For power conversion specialist Converteam, the last few years have been characterised by rapid growth into new markets and continuous improvement. TM talks to Duncan Johns, vice president of Converteam’s Systems Engineering and Drives division, to uncover the secrets of the company’s success.
Converteam is an engineering company specialising in power conversion, boasting more than 100 years’ experience in this arena. The company is derived from industry giants such as Alstom, Cegelec, Jeumont Schneider and GEC; in late 2005 a management buyout from French company Alstom produced Converteam as we know it today, and in the three-and-a-half years since, the company has gone from strength to strength.
Converteam prides itself on offering reliable, cost-effective and environmentally-friendly electrical solutions that are designed to suit the exact needs of any one particular customer.

▸ Records provided
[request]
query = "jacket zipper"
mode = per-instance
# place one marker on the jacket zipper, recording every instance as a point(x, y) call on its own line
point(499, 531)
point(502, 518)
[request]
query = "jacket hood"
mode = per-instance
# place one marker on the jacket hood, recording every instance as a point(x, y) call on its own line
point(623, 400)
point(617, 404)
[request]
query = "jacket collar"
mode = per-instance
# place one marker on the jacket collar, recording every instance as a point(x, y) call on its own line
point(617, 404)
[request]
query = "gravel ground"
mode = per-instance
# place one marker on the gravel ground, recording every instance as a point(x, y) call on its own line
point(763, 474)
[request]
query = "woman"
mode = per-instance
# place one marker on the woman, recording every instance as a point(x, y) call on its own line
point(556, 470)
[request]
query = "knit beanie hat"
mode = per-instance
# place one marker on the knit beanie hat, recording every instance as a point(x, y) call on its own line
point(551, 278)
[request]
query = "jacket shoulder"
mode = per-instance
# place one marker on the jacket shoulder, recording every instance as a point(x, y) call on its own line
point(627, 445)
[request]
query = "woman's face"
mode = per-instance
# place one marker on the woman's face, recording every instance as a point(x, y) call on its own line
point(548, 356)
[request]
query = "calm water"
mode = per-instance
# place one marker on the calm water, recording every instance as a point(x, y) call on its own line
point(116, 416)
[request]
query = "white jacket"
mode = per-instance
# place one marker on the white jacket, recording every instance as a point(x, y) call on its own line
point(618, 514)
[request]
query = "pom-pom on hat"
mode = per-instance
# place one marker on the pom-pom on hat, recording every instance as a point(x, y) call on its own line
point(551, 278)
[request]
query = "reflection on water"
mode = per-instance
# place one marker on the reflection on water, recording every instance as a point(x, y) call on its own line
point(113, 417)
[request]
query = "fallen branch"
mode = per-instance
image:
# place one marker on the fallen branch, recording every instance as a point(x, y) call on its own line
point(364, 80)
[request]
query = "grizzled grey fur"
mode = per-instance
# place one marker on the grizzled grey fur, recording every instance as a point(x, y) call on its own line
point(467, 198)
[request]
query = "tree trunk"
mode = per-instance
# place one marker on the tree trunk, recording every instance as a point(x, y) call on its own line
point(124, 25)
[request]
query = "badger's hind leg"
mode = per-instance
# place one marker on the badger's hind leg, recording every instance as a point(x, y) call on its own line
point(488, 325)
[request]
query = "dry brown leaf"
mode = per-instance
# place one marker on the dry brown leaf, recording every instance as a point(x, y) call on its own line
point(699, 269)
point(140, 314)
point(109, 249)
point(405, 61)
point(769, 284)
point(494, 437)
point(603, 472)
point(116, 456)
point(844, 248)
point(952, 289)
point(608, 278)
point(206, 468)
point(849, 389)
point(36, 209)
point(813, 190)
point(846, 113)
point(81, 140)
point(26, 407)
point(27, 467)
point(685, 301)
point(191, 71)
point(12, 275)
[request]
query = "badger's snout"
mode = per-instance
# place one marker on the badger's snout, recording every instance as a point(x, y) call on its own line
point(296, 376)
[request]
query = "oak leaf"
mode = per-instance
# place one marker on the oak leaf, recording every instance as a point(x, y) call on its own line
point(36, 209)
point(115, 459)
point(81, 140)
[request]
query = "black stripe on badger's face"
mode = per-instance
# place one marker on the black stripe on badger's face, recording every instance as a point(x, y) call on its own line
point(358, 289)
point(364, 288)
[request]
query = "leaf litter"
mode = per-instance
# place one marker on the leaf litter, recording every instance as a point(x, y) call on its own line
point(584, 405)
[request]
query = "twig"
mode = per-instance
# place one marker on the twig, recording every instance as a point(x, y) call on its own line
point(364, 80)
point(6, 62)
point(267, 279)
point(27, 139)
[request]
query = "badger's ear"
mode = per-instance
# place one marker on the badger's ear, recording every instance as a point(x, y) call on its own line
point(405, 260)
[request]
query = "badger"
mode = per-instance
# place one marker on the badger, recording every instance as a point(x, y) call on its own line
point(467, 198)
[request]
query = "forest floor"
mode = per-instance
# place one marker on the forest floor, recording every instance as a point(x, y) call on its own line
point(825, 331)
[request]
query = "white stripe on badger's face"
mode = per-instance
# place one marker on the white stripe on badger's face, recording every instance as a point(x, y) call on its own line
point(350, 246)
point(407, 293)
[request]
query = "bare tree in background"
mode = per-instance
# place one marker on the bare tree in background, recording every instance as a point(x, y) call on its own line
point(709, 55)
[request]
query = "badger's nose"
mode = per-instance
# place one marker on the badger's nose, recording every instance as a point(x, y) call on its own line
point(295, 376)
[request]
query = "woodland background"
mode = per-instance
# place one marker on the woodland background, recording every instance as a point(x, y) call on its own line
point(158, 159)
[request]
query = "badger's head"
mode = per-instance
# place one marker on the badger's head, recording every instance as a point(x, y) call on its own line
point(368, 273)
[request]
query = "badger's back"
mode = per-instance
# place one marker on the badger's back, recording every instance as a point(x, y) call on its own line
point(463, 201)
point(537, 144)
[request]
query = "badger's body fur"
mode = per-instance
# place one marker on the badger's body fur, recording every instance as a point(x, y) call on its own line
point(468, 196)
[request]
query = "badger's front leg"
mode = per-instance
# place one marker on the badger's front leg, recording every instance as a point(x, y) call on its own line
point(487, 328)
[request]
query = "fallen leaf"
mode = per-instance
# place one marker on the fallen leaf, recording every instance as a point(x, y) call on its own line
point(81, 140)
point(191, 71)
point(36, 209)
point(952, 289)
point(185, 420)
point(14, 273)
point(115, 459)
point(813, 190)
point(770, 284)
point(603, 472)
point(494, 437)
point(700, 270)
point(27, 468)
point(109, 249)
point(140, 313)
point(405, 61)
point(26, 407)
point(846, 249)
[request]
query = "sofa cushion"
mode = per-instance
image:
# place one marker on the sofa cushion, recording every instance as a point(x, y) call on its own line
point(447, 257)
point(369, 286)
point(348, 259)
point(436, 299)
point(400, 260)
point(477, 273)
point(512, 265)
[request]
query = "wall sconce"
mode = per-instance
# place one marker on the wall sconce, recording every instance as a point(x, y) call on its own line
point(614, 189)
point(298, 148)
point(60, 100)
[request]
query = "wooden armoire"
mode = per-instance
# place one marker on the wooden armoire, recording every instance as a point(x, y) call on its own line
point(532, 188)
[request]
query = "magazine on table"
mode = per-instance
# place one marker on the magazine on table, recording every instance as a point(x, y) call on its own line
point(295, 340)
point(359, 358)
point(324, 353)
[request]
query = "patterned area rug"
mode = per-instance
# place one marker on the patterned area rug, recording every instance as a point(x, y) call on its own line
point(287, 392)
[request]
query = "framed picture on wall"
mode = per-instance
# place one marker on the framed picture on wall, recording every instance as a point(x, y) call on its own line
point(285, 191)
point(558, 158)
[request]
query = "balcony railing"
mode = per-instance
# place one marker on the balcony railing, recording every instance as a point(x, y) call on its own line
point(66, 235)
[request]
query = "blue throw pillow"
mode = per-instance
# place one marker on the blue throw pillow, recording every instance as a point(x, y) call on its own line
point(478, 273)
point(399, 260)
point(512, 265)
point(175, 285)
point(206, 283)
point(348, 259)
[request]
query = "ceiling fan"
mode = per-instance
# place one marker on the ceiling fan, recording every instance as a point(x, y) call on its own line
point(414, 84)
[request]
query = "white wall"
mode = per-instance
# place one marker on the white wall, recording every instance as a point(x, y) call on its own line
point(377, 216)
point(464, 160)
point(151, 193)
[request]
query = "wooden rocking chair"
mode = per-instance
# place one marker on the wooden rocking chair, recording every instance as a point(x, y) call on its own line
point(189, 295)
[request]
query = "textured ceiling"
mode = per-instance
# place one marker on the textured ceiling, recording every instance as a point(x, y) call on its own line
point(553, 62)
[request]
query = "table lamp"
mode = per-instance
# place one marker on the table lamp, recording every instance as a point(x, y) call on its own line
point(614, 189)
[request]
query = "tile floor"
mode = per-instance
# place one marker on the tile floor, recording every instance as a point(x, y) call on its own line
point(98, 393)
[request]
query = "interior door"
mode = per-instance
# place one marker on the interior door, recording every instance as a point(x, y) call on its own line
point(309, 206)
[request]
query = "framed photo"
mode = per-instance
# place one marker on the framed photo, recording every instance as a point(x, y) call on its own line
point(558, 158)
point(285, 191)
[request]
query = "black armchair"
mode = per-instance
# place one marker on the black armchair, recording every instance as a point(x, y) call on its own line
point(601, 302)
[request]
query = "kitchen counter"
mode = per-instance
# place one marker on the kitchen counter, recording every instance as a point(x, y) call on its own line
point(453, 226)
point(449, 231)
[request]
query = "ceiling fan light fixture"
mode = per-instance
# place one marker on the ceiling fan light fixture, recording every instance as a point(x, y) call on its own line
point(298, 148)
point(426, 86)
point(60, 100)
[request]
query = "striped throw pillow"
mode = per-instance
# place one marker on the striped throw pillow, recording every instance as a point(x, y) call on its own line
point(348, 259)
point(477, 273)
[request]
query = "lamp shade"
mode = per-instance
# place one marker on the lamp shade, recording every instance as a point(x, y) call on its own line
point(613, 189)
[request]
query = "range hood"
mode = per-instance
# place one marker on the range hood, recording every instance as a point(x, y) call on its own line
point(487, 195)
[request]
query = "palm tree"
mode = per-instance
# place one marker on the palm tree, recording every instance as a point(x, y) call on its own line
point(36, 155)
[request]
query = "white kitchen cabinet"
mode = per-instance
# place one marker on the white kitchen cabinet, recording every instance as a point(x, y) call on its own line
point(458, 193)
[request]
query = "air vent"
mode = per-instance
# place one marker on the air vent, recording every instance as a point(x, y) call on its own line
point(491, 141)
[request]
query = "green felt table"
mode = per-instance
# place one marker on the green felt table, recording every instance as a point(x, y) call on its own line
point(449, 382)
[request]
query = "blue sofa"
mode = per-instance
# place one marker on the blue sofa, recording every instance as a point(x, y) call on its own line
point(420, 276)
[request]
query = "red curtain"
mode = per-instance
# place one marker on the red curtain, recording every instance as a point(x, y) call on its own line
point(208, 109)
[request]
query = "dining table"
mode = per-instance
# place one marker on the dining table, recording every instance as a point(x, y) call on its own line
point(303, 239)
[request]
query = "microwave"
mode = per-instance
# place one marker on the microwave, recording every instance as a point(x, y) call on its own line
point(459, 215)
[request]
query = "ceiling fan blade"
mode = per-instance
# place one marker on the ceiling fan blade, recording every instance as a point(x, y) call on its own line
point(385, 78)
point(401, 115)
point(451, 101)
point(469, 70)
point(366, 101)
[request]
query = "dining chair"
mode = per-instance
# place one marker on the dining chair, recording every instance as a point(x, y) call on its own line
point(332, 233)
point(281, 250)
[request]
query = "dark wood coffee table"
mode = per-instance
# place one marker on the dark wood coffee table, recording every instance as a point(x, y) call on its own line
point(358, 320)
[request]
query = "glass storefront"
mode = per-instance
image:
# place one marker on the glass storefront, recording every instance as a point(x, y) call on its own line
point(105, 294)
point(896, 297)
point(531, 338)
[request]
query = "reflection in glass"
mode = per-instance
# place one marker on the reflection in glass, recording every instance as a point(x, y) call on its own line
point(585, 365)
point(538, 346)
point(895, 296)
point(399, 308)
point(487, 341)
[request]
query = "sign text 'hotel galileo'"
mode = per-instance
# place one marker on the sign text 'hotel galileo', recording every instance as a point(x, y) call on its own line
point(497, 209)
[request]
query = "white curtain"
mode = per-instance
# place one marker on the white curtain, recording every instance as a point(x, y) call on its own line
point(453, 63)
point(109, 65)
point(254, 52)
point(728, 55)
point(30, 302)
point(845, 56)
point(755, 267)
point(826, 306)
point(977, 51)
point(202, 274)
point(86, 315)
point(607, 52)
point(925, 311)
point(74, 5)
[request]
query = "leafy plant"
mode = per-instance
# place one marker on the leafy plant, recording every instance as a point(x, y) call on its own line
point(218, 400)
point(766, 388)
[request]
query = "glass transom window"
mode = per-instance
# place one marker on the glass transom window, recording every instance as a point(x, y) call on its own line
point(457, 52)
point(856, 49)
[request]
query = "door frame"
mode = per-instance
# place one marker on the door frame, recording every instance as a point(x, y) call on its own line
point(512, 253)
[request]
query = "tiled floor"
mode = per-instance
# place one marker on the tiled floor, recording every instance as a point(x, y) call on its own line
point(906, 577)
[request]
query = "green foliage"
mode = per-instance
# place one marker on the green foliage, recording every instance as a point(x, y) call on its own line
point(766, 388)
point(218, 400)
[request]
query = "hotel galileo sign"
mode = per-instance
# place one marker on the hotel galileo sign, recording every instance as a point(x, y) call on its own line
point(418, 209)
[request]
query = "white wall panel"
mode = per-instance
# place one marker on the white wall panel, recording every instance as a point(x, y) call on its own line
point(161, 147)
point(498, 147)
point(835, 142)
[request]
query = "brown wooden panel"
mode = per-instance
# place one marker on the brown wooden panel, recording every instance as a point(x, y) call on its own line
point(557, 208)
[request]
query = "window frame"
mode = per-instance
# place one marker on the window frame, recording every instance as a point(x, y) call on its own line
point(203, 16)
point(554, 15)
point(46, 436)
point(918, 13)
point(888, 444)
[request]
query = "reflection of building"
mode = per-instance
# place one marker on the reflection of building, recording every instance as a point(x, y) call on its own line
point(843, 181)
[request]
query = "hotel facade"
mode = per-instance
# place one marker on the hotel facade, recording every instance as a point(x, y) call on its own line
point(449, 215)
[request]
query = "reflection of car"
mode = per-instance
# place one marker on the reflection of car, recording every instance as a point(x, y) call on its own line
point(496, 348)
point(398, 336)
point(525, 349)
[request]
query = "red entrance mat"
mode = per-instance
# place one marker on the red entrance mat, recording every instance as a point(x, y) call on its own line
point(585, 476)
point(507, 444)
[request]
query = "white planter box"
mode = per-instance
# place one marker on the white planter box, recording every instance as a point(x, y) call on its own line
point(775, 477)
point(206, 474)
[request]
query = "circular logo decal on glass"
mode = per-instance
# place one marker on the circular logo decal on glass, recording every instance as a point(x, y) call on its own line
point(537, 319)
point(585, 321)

▸ Written tasks
a. Reproduce the stretch of the Converteam profile from "For power conversion" through "the company’s success." word for word.
b. Write out the rows exactly, from the first row through the line containing "point(548, 356)", with both ends included.

▸ Task responses
a.
For power conversion specialist Converteam, the last few years have been characterised by rapid growth into new markets and continuous improvement. TM talks to Duncan Johns, vice president of Converteam’s Systems Engineering and Drives division, to uncover the secrets of the company’s success.

b.
[request]
query = "jacket zipper"
mode = per-instance
# place one marker on the jacket zipper, recording every instance as a point(x, y) call on its own line
point(499, 531)
point(502, 518)
[request]
query = "jacket hood"
mode = per-instance
# place one marker on the jacket hood, recording every instance as a point(x, y) call on its own line
point(623, 400)
point(617, 404)
[request]
query = "jacket collar"
mode = per-instance
# place one marker on the jacket collar, recording every instance as a point(x, y) call on its own line
point(617, 404)
[request]
query = "gravel ground"
mode = per-instance
# place one marker on the gravel ground, recording every instance as a point(x, y) call on its own line
point(763, 474)
[request]
query = "woman"
mode = per-instance
# place one marker on the woman, recording every instance as a point(x, y) call on its own line
point(556, 470)
[request]
query = "knit beanie hat"
mode = per-instance
# place one marker on the knit beanie hat, recording every instance as a point(x, y) call on its own line
point(551, 278)
[request]
query = "jacket shoulder"
mode = per-instance
# place one marker on the jacket shoulder, recording every instance as a point(x, y) call on its own line
point(627, 445)
[request]
query = "woman's face"
mode = per-instance
# place one marker on the woman's face, recording every instance as a point(x, y) call on its own line
point(548, 356)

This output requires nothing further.